• Given passage
========================================================================

The Division I Council voted Wednesday to push the start date back from the originally scheduled Nov. 10 as one of several precautions against the spread of coronavirus.

The later start date coincides with the decision most schools made to send students home from Thanksgiving until January out of concern about a potential late-fall and early-winter flareup of COVID-19. Closed campuses could serve as a quasi bubble for players and provide a window for non-conference games.

The maximum number of regular-season games has been reduced from 31 to 27. The minimum number of games for consideration for the NCAA Tournament was cut from 25 to 13.

Teams can start preseason practices Oct. 14 but will be allowed to work out 12 hours per week beginning Monday.

No scrimmages against other teams or exhibitions are allowed.

========================================================================

• Tasks
1) In the passage on the Division I season changes, what is the new maximum number of regular-season games?
2) Write out the part of the Division I season passage starting with "The maximum number" and going on through "from 25 to 13.".
3) Continue the passage on the Division I season changes from where it stops.

========================================================================

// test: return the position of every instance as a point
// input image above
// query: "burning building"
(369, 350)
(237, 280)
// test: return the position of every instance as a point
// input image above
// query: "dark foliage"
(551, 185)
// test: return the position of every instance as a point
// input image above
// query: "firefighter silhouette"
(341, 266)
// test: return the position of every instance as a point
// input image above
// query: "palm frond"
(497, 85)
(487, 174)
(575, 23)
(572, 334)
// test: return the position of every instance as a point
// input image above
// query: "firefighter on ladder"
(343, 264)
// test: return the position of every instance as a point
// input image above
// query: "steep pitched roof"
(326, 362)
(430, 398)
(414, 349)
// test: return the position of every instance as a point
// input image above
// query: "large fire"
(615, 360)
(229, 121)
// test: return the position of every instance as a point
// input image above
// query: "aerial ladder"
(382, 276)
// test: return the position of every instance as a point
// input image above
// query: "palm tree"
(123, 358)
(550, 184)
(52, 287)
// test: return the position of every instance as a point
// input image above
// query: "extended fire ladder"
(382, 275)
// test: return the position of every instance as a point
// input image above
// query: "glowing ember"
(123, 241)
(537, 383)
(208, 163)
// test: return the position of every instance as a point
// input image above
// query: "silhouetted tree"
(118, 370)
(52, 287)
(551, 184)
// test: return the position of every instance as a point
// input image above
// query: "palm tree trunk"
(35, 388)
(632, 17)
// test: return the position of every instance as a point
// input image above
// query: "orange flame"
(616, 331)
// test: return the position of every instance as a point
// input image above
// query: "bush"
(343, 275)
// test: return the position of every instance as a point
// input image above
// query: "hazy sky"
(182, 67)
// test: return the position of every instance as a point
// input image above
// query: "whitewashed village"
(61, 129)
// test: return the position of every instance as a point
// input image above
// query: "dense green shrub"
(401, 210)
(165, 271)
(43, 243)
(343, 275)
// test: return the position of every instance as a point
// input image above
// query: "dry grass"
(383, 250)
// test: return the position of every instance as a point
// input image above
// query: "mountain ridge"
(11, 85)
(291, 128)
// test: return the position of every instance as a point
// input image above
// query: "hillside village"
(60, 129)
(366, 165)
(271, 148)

========================================================================

• Answers to the tasks
1) 27 games, down from 31.

2)
The maximum number of regular-season games has been reduced from 31 to 27. The minimum number of games for consideration for the NCAA Tournament was cut from 25 to 13.

3)
In other action, the council voted to extend the recruiting dead period for all sports through Dec. 31. In-person recruiting is not allowed during a dead period, though phone calls and other correspondence are allowed.

The men’s and women’s basketball oversight committees had jointly recommended a start date of Nov. 21, which would have allowed for games to be played on the weekend before Thanksgiving. The council opted not to do that to avoid a conflict with regular-season football games.

The council is scheduled to meet again Oct. 13-14 and could delay the start date and change other pieces of the basketball framework if circumstances surrounding the virus warrant.